## Assigned task
Write each entry out again exactly as it was given.
** Opening Records for the exercise block **
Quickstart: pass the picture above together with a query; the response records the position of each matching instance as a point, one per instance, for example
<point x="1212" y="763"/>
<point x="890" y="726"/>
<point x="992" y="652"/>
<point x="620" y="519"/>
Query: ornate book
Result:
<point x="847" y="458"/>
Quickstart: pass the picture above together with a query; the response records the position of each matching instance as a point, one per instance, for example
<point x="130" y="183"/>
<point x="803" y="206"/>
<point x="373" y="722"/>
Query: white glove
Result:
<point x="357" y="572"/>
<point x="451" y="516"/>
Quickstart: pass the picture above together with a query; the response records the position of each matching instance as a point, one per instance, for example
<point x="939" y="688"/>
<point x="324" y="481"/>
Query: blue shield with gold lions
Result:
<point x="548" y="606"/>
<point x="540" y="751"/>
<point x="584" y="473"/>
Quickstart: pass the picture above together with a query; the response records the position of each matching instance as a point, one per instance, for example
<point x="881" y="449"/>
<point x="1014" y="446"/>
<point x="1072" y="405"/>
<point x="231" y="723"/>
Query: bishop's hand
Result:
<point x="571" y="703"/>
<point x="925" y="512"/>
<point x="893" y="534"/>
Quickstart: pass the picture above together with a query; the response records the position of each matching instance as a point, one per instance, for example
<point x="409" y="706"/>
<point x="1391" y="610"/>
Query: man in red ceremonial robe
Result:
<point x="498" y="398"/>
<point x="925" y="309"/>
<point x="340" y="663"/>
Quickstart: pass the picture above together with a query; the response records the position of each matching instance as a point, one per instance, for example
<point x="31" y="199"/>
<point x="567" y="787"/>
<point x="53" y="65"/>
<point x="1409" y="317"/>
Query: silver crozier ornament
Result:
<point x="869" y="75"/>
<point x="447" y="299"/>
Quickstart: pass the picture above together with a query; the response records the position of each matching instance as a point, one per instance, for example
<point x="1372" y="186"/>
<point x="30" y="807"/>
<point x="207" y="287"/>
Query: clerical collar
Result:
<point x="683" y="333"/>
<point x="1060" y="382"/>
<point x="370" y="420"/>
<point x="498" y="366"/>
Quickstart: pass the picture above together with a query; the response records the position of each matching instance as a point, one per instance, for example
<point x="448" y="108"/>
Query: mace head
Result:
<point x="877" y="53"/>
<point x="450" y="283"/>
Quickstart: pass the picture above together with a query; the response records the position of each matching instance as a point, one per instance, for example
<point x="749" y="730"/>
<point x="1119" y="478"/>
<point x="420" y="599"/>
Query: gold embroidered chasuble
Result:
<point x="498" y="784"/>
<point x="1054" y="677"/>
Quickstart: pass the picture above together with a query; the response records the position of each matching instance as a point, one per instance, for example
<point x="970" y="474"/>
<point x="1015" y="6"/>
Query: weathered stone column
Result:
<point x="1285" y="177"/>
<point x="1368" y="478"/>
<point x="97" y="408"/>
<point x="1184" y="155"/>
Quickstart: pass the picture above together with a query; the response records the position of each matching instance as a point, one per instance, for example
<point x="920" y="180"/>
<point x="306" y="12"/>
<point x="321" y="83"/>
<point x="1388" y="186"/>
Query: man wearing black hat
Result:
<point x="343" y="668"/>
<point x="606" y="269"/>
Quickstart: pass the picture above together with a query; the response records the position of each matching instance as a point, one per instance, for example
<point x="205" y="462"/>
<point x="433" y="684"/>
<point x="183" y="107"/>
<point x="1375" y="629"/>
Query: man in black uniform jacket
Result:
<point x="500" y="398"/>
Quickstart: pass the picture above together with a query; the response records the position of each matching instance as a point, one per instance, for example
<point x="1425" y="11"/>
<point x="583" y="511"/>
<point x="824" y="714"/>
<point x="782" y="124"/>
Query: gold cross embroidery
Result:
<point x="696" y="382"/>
** Closing Records for the exercise block **
## Answer box
Quickstart: pass the picture above together with a query; the response records the position of each matching instance as a point, one per instance, for example
<point x="1212" y="763"/>
<point x="890" y="726"/>
<point x="992" y="652"/>
<point x="620" y="519"/>
Query: ornate book
Result:
<point x="847" y="458"/>
Quickstart: pass the picture above together with a query; the response records the position of each matching instance as a point, one per instance, for example
<point x="130" y="183"/>
<point x="803" y="206"/>
<point x="373" y="722"/>
Query: white glove
Result:
<point x="357" y="572"/>
<point x="451" y="516"/>
Quickstart: pass the picture above together with a query; the response records the position of each matching instance as a point, one per instance, for example
<point x="939" y="688"/>
<point x="324" y="481"/>
Query: blue shield with gold lions
Result:
<point x="548" y="606"/>
<point x="540" y="751"/>
<point x="584" y="473"/>
Quickstart: pass the picture above together with a query; the response records the position of each matching instance as a point, one per instance, for example
<point x="881" y="449"/>
<point x="1014" y="446"/>
<point x="1072" y="405"/>
<point x="231" y="723"/>
Query: bishop's hand
Result:
<point x="571" y="703"/>
<point x="925" y="512"/>
<point x="893" y="534"/>
Quickstart: pass the picture above together with a query; the response records the position of each matching instance as a point, one per instance, for example
<point x="409" y="706"/>
<point x="1391" y="610"/>
Query: man in red ceremonial robe
Result:
<point x="498" y="398"/>
<point x="925" y="309"/>
<point x="340" y="663"/>
Quickstart: pass the picture above together with a query; the response records the position of each matching instance as a point, one per instance, for example
<point x="31" y="199"/>
<point x="567" y="787"/>
<point x="53" y="65"/>
<point x="1409" y="317"/>
Query: silver crozier ornament
Result:
<point x="869" y="75"/>
<point x="447" y="299"/>
Quickstart: pass the picture above together with a query; the response records the position of each matching instance as a point, one per instance, for example
<point x="1372" y="186"/>
<point x="30" y="807"/>
<point x="207" y="287"/>
Query: clerical collar
Result:
<point x="683" y="333"/>
<point x="1060" y="382"/>
<point x="370" y="420"/>
<point x="498" y="366"/>
Quickstart: pass the picture above together with a query; the response records the position of each matching instance as a point, one per instance, for example
<point x="448" y="108"/>
Query: mace head
Result:
<point x="877" y="53"/>
<point x="450" y="283"/>
Quickstart: pass the picture above together with a query; the response records the position of each matching instance as a point, one per instance, for example
<point x="749" y="730"/>
<point x="1119" y="478"/>
<point x="420" y="599"/>
Query: gold embroidered chasuble
Result:
<point x="498" y="784"/>
<point x="1054" y="677"/>
Quickstart: pass the picture above together with a query; the response records the position of each matching instance as a point, one per instance, for example
<point x="970" y="474"/>
<point x="1015" y="6"/>
Query: weathered stone column
Result:
<point x="1285" y="177"/>
<point x="1368" y="478"/>
<point x="97" y="408"/>
<point x="1184" y="155"/>
Quickstart: pass the picture above together with a query; the response records the position of each matching instance as a point, one per instance, for example
<point x="920" y="180"/>
<point x="306" y="12"/>
<point x="321" y="83"/>
<point x="1388" y="186"/>
Query: man wearing black hat
Result:
<point x="343" y="668"/>
<point x="606" y="269"/>
Quickstart: pass the picture above together with a query; the response records the position of each matching instance as a point, one per instance, for example
<point x="205" y="462"/>
<point x="433" y="684"/>
<point x="183" y="107"/>
<point x="1375" y="629"/>
Query: man in black uniform jacket
Result:
<point x="500" y="398"/>
Quickstart: pass the picture above together with a query; the response records the position of each matching instance as a point, one per instance, for example
<point x="1425" y="11"/>
<point x="583" y="511"/>
<point x="824" y="714"/>
<point x="782" y="124"/>
Query: gold cross embroidery
Result:
<point x="696" y="382"/>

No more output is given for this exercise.